• [THE TASK]
An exact reproduction is needed of every line from the beginning of the data down to and including the line that contains "Locate every instance of the overhead", minus the pictures.

[Opening DATASET section]

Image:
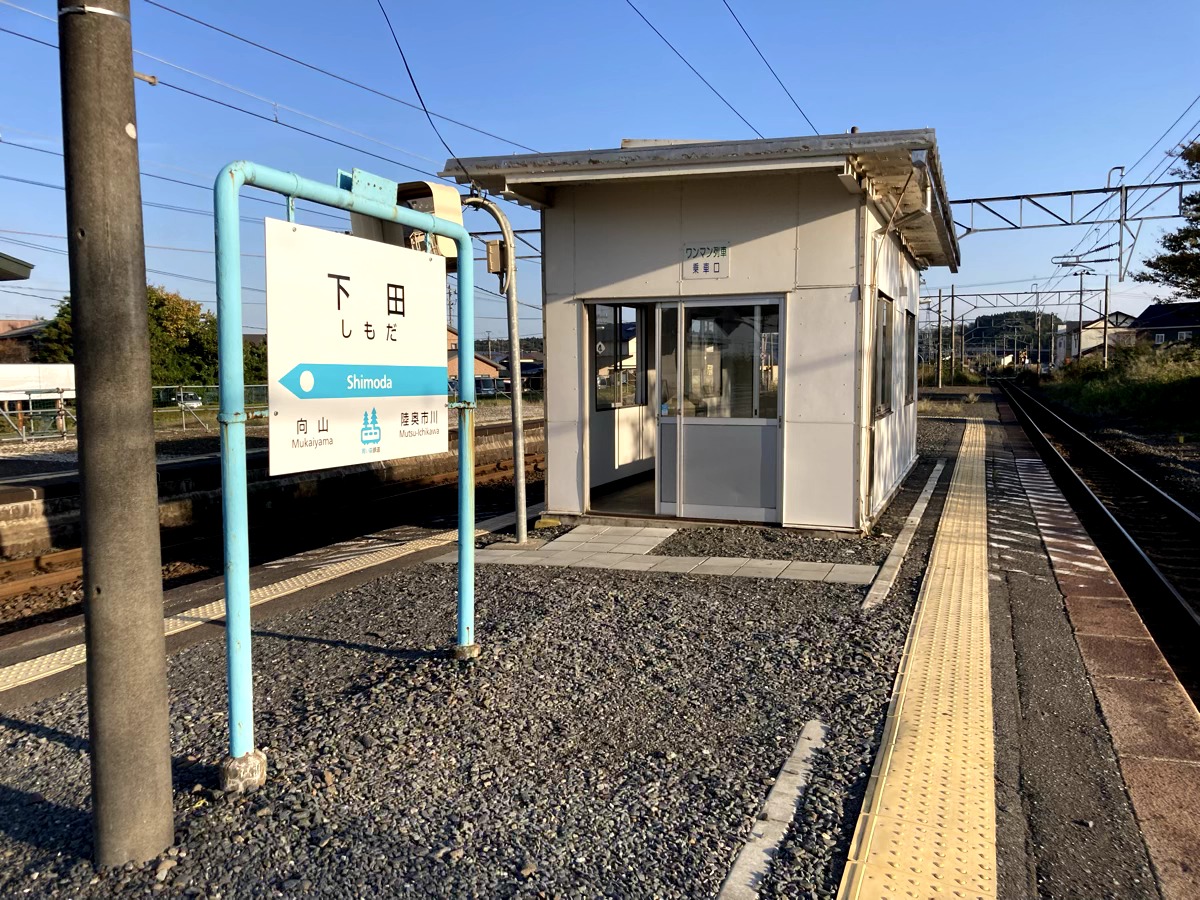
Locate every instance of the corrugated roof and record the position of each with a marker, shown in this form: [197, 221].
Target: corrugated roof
[900, 168]
[12, 269]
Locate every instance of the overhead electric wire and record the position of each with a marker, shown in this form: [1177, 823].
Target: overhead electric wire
[695, 72]
[208, 251]
[335, 76]
[1125, 174]
[419, 97]
[261, 117]
[150, 204]
[769, 67]
[177, 181]
[277, 106]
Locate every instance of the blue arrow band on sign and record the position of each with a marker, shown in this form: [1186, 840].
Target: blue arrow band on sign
[327, 381]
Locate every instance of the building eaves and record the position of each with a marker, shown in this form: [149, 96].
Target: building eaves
[12, 269]
[900, 169]
[1169, 316]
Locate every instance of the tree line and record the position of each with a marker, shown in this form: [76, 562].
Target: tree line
[183, 341]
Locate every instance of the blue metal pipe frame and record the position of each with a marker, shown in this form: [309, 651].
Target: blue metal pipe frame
[232, 414]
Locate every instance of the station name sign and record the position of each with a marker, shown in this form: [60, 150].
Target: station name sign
[357, 354]
[708, 259]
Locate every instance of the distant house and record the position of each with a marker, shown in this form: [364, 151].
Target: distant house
[484, 366]
[1168, 323]
[1066, 342]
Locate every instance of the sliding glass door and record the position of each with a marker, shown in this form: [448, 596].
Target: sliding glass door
[718, 409]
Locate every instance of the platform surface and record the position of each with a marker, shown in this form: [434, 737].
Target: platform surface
[928, 826]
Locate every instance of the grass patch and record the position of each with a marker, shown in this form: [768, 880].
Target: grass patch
[1153, 388]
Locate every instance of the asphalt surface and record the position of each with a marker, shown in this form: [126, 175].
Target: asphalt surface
[1065, 825]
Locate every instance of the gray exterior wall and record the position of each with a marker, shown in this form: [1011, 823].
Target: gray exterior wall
[798, 238]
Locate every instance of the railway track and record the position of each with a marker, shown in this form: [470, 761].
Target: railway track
[1150, 538]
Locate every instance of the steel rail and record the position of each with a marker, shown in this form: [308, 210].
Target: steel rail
[1054, 456]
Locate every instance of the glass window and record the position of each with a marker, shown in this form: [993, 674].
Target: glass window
[768, 363]
[731, 361]
[618, 351]
[882, 366]
[669, 366]
[910, 359]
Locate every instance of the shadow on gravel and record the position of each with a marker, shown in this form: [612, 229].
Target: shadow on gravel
[30, 819]
[399, 654]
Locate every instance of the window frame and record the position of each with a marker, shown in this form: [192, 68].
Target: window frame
[639, 358]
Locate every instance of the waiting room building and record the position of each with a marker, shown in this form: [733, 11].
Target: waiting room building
[731, 327]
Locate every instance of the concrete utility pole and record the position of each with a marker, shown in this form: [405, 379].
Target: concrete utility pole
[1037, 307]
[121, 557]
[1107, 280]
[1079, 353]
[509, 286]
[952, 335]
[940, 337]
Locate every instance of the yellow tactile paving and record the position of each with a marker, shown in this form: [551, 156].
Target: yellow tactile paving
[928, 827]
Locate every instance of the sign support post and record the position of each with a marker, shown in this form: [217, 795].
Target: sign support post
[127, 708]
[246, 766]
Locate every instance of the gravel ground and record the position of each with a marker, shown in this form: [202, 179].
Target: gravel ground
[617, 738]
[1173, 466]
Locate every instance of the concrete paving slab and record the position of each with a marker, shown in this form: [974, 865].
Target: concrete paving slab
[676, 564]
[846, 574]
[1123, 657]
[1157, 719]
[636, 564]
[1161, 790]
[1109, 616]
[637, 549]
[651, 540]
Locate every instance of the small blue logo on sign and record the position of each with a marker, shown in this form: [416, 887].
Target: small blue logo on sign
[371, 431]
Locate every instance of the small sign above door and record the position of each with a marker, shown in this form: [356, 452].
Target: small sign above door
[711, 259]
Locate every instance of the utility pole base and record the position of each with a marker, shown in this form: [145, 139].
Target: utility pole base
[244, 774]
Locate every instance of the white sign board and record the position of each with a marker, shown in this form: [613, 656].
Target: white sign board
[709, 259]
[22, 381]
[357, 354]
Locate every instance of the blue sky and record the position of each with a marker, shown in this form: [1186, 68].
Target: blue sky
[1025, 97]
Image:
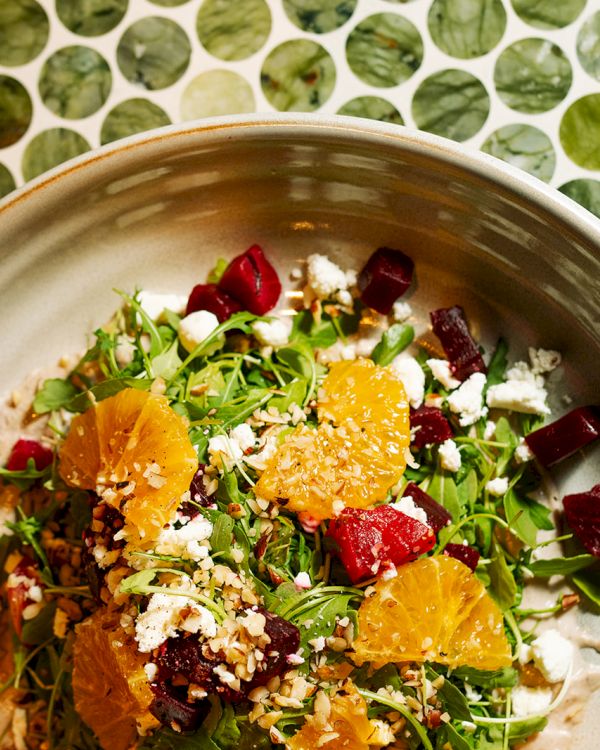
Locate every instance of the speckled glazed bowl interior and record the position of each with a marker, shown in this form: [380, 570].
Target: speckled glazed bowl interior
[157, 210]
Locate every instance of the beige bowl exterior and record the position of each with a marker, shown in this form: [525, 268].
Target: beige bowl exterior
[156, 210]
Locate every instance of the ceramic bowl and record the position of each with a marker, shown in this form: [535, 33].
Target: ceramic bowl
[156, 211]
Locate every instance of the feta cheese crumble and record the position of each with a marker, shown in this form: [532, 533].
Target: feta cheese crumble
[449, 456]
[407, 506]
[440, 369]
[412, 376]
[325, 277]
[467, 400]
[195, 328]
[552, 655]
[498, 486]
[271, 333]
[530, 701]
[523, 391]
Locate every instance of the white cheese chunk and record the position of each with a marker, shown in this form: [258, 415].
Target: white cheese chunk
[467, 400]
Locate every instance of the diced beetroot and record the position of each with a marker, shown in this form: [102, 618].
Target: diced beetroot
[437, 515]
[369, 540]
[465, 554]
[433, 427]
[450, 326]
[210, 297]
[583, 516]
[171, 707]
[23, 450]
[566, 436]
[386, 276]
[253, 281]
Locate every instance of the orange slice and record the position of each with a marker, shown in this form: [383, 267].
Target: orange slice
[346, 725]
[134, 450]
[110, 687]
[357, 452]
[436, 610]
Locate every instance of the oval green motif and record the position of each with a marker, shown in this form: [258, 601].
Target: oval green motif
[24, 31]
[525, 147]
[7, 182]
[15, 110]
[231, 30]
[580, 131]
[533, 75]
[91, 17]
[298, 76]
[50, 148]
[372, 108]
[548, 14]
[132, 116]
[452, 103]
[216, 92]
[466, 28]
[588, 46]
[319, 16]
[384, 50]
[75, 82]
[154, 52]
[585, 192]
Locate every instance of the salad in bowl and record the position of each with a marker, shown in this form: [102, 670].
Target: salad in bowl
[225, 526]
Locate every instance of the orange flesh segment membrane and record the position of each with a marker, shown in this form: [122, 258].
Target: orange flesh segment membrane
[356, 454]
[110, 687]
[134, 450]
[435, 610]
[348, 719]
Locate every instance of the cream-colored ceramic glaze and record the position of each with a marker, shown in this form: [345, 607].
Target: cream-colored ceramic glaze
[158, 209]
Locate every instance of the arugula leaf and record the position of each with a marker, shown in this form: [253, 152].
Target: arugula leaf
[502, 583]
[497, 366]
[393, 341]
[561, 566]
[54, 394]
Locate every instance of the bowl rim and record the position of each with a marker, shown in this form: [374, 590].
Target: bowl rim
[548, 199]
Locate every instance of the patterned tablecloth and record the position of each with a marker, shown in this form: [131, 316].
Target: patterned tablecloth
[519, 79]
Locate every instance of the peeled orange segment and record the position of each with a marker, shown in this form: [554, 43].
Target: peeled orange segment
[134, 450]
[352, 460]
[436, 610]
[110, 687]
[347, 723]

[Closing DATASET section]

• [SOLUTION]
Image:
Locate every instance of the corrugated roof and record the position of each with a marker, shown in this form: [197, 221].
Target: corrugated roof
[900, 168]
[12, 269]
Locate every instance of the overhead electric wire and record the position of each with a marker, shown in this form: [1177, 823].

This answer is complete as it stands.